- **Set exercise**
Show each line from the entries below that contains the string "Query".

- **Supplied entries**
------------------------------------------------------------

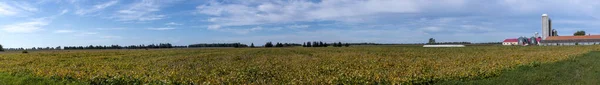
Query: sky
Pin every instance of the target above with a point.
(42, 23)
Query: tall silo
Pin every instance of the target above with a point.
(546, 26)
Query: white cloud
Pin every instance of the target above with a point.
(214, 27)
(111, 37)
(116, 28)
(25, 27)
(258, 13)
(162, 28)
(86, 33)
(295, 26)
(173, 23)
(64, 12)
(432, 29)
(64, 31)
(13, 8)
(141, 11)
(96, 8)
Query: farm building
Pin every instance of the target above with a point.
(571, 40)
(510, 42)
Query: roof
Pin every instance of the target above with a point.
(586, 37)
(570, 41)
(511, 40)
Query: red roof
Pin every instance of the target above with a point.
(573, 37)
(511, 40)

------------------------------------------------------------

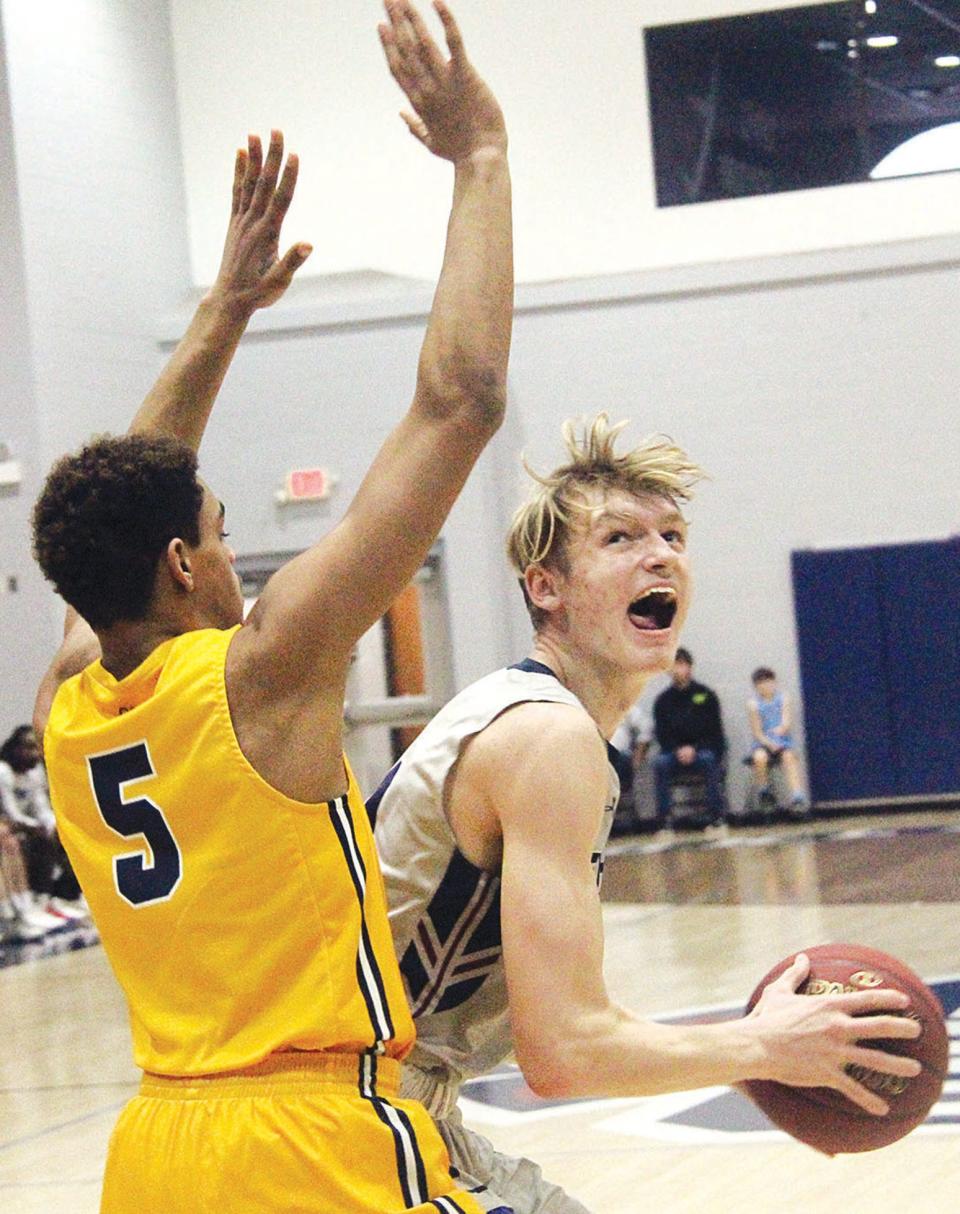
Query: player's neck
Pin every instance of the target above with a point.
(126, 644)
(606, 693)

------------------------------------------------------------

- **Final answer**
Query: sky
Query: tall silo
Query: white cloud
Query: farm building
Query: roof
Query: red roof
Query: player's neck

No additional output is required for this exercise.